Quando a vontade de poder suplantou a vontade de Constituição: considerações sobre o impeachment de Dilma Rousseff - Por Renata Camilo de Oliveira

17/09/2016

Por Renata Camilo de Oliveira - 17/09/2016

Introdução

No presente texto, apresentamos algumas considerações teóricas para avaliar, de um ponto de vista jurídico-material, a decisão proferida pelo Senado Federal, aos 31 dias do mês de agosto de 2016, relativa à perda do cargo de Presidente da República. Inicialmente, abordaremos algumas diferenças entre o sistema de governo parlamentarista e o presidencialista, com o fim de demonstrar que o impeachment não se trata de mero julgamento político, senão que possui contornos jurídicos. Em seguida, analisaremos os dois fundamentos utilizados para a condenação de Dilma Rousseff à perda do cargo, quais sejam, atrasos nos pagamentos para o Banco do Brasil de subvenções do Plano Safra e edição de três decretos de abertura de crédito suplementar. Por fim, apontaremos que o simples fato da decisão ter sido tomada pela autoridade competente e, em princípio, segundo o procedimento previsto para tanto, não a faz, por si só, legítima. A condenação em análise manietou o sentimento de Constituição e a soberania popular.

1- Sistema presidencialista e impeachment: julgamento “político” vs. contornos jurídicos

Para a compreensão do instituto do impeachment dentro do sistema de governo presidencialista, é imprescindível a diferenciação deste e do sistema parlamentarista. No sistema parlamentarista, o primeiro-ministro ou chanceler não é eleito pelo povo, senão que é escolhido pelo parlamento e depende da confiança deste para se manter no poder. Ele não tem mandato, mas apenas uma investidura de confiança e, se perde a maioria no parlamento, pode ser destituído. É um sistema que tem uma maior flexibilidade para lidar com as crises de governo, adotando mecanismos que permitem, dentro da normalidade institucional, derrubar o governo ou, até mesmo, dissolver o parlamento, com a convocação de eleições gerais.

INSTRUÇÃO ESCRITA A
Reescreva o trecho do texto sobre o impeachment de Dilma Rousseff que vai de "1- Sistema presidencialista" até "de eleições gerais.", inclusive, substituindo "parlamento" por "congresso".
O texto e a listagem não têm nenhuma relação entre si.

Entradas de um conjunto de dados

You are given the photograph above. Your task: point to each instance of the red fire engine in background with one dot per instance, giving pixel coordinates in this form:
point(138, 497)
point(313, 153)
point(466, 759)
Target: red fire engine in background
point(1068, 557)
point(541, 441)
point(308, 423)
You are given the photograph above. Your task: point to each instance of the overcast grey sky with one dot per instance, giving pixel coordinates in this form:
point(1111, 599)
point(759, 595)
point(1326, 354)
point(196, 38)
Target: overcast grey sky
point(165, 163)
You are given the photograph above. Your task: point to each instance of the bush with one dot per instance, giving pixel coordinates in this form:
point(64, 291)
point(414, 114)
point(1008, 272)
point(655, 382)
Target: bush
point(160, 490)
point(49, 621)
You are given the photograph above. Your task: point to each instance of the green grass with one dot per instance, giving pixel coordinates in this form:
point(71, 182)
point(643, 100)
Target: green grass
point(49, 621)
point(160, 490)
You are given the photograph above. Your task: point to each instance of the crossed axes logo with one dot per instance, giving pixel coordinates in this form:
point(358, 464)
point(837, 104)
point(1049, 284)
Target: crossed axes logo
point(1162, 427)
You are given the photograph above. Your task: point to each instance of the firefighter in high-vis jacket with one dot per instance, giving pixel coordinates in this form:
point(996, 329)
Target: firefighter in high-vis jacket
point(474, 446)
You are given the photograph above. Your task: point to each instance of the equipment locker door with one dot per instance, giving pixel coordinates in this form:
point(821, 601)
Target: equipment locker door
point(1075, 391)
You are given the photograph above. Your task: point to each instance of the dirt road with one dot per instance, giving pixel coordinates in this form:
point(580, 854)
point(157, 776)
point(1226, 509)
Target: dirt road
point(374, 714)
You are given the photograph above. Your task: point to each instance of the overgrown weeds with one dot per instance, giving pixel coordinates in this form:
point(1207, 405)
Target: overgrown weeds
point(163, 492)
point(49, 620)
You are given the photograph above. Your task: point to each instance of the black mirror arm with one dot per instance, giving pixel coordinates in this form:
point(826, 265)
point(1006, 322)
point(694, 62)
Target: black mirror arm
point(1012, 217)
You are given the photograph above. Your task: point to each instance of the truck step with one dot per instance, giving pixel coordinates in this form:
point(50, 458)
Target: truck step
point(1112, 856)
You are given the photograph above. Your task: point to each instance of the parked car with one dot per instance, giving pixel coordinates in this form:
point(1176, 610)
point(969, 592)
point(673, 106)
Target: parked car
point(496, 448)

INSTRUÇÃO ESCRITA B
Transforme em uma lista JSON de strings as linhas da listagem que vão da linha com "of the crossed" até a linha com "point(1075, 391)", inclusive, com uma string para cada linha e sem incluir linhas em branco.

RESULTADO CORRETO A
1- Sistema presidencialista e impeachment: julgamento “político” vs. contornos jurídicos

Para a compreensão do instituto do impeachment dentro do sistema de governo presidencialista, é imprescindível a diferenciação deste e do sistema parlamentarista. No sistema parlamentarista, o primeiro-ministro ou chanceler não é eleito pelo povo, senão que é escolhido pelo congresso e depende da confiança deste para se manter no poder. Ele não tem mandato, mas apenas uma investidura de confiança e, se perde a maioria no congresso, pode ser destituído. É um sistema que tem uma maior flexibilidade para lidar com as crises de governo, adotando mecanismos que permitem, dentro da normalidade institucional, derrubar o governo ou, até mesmo, dissolver o congresso, com a convocação de eleições gerais.

RESULTADO CORRETO B
[
  "You are given the photograph above. Your task: point to each instance of the crossed axes logo with one dot per instance, giving pixel coordinates in this form:",
  "point(358, 464)",
  "point(837, 104)",
  "point(1049, 284)",
  "Target: crossed axes logo",
  "point(1162, 427)",
  "You are given the photograph above. Your task: point to each instance of the firefighter in high-vis jacket with one dot per instance, giving pixel coordinates in this form:",
  "point(996, 329)",
  "Target: firefighter in high-vis jacket",
  "point(474, 446)",
  "You are given the photograph above. Your task: point to each instance of the equipment locker door with one dot per instance, giving pixel coordinates in this form:",
  "point(821, 601)",
  "Target: equipment locker door",
  "point(1075, 391)"
]